**Task details:**
Starting from the line containing "Could you kindly point to the man in grey", give again every line through the end of the entries, word for word. Pictures stay out of the copy.

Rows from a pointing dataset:
————

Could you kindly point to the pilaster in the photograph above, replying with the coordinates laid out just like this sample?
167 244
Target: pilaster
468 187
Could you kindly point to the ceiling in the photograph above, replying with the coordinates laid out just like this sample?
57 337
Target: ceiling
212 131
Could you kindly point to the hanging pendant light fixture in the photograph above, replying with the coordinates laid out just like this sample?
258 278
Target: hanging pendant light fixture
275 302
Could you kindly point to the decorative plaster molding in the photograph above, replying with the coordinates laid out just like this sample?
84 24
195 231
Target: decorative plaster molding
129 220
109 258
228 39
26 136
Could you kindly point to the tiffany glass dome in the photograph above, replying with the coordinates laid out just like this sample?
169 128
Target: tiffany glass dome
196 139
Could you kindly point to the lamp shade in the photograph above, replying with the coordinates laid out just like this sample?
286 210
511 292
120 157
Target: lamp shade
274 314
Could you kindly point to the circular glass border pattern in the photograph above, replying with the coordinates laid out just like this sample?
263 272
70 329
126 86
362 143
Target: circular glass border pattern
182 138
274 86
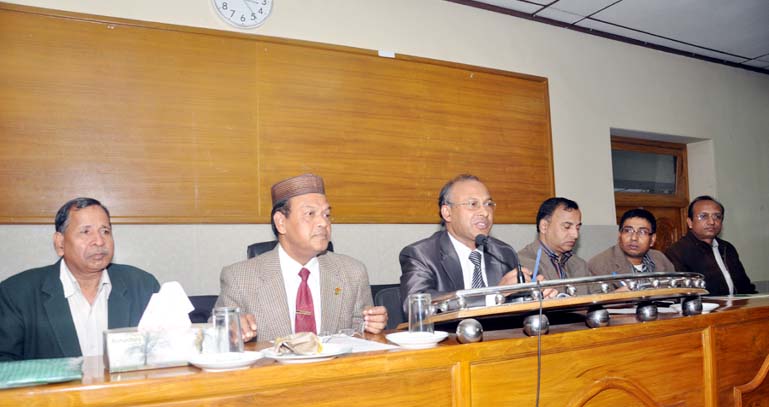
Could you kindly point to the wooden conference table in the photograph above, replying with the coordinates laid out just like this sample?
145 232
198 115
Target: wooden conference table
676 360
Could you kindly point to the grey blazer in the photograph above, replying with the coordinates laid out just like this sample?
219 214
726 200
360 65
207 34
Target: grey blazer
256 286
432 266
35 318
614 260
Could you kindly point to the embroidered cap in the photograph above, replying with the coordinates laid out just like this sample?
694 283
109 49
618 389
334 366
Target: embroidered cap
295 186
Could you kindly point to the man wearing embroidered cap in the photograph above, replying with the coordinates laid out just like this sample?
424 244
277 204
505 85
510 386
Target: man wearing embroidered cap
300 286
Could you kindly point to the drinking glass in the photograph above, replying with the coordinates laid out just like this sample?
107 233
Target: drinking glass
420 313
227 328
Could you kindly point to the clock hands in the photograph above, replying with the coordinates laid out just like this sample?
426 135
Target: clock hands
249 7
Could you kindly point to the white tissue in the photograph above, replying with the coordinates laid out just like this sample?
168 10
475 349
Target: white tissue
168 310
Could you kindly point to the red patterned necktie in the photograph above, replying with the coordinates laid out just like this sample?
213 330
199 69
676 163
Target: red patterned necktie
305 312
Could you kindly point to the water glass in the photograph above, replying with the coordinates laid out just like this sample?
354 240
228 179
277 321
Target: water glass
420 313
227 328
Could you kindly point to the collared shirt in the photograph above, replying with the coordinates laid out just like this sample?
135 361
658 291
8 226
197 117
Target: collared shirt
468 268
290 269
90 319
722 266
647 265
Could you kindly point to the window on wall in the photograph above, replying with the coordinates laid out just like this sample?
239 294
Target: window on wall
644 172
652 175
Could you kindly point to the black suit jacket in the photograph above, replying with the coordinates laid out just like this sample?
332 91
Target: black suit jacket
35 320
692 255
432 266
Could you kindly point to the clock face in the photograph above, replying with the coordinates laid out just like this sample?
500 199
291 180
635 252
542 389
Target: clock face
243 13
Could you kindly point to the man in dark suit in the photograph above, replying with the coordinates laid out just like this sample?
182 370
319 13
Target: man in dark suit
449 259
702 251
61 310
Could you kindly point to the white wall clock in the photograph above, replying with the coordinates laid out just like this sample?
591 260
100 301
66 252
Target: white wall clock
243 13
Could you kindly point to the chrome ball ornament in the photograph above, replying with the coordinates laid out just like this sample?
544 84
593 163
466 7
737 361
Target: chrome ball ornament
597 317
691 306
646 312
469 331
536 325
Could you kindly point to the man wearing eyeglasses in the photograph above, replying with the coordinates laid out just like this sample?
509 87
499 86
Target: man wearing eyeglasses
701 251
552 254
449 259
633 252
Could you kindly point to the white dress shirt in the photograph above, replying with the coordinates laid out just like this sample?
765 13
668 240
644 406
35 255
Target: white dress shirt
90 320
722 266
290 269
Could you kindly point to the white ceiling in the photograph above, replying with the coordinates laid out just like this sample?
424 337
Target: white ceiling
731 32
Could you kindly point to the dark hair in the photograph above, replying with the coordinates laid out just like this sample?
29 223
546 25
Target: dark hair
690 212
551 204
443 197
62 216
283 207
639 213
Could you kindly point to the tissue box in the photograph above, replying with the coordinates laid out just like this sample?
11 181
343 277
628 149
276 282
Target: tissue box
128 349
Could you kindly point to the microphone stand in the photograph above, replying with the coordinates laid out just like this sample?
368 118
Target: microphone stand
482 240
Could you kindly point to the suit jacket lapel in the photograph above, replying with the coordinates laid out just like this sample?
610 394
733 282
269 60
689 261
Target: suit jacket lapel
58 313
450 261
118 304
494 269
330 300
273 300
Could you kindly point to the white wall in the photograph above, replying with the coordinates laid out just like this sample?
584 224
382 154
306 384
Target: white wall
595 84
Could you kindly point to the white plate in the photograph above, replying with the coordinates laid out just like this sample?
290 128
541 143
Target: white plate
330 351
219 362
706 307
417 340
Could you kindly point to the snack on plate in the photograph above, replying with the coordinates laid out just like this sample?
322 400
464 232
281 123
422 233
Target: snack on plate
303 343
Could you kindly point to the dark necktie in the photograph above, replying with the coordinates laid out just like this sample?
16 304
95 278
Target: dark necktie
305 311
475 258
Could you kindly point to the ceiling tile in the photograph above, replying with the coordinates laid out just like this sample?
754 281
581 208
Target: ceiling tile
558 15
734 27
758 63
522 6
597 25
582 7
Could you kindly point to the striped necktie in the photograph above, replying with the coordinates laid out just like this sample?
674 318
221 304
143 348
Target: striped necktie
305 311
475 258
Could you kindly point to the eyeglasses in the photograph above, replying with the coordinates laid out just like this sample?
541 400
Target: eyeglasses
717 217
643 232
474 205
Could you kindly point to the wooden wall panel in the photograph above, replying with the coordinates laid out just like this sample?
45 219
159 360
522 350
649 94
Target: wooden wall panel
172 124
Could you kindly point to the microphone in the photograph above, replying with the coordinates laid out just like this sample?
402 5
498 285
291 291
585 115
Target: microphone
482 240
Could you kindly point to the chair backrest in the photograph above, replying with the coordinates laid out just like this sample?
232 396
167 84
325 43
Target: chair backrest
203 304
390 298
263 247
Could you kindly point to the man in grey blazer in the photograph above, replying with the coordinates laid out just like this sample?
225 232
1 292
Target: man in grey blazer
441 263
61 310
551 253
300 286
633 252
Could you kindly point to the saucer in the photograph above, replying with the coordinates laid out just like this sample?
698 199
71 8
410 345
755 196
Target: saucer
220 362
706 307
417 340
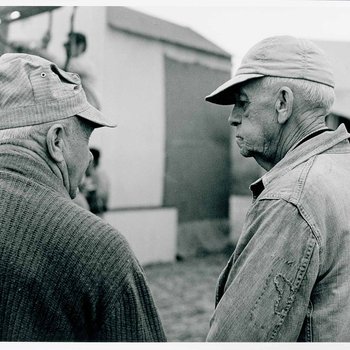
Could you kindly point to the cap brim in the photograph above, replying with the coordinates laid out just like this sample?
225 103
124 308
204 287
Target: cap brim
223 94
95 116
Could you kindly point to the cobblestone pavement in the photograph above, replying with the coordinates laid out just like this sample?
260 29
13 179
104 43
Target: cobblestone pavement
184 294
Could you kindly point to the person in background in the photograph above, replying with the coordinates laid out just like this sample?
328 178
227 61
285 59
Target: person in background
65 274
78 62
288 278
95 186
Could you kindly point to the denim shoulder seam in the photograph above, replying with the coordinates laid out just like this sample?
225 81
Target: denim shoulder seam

————

**Worked answer:**
Could you kindly point to the man in grey blazer in the photograph above, replying with the coordinates laid out just like this sample?
225 232
1 292
Target: man in grey blazer
441 263
61 310
551 253
300 286
633 252
Could you kindly point to the saucer in the photograph above, replying with the coordinates laid out just like this sample?
698 199
71 8
410 345
755 196
Target: saucer
220 362
706 307
417 340
Could you kindly point to the cap brim in the photograph above, replying with the coordinates laid out just like this sample?
225 103
124 308
204 287
Target: cap brim
223 94
95 116
Could you kindly point to the cobblestone pavement in the photograph above, replying with the coordinates laid out just like this sample?
260 29
13 179
104 43
Target: cobblestone pavement
184 294
Could you kindly point to the person in background in the photograph above, replying with the coordinates laid out just like this sample?
328 178
227 61
285 59
Target: person in background
65 274
78 62
288 278
95 186
Could you kindly point to the denim shoulder seam in the photograph above, replying with the coordinates laid out just like this sample?
225 81
Target: denim shoulder seam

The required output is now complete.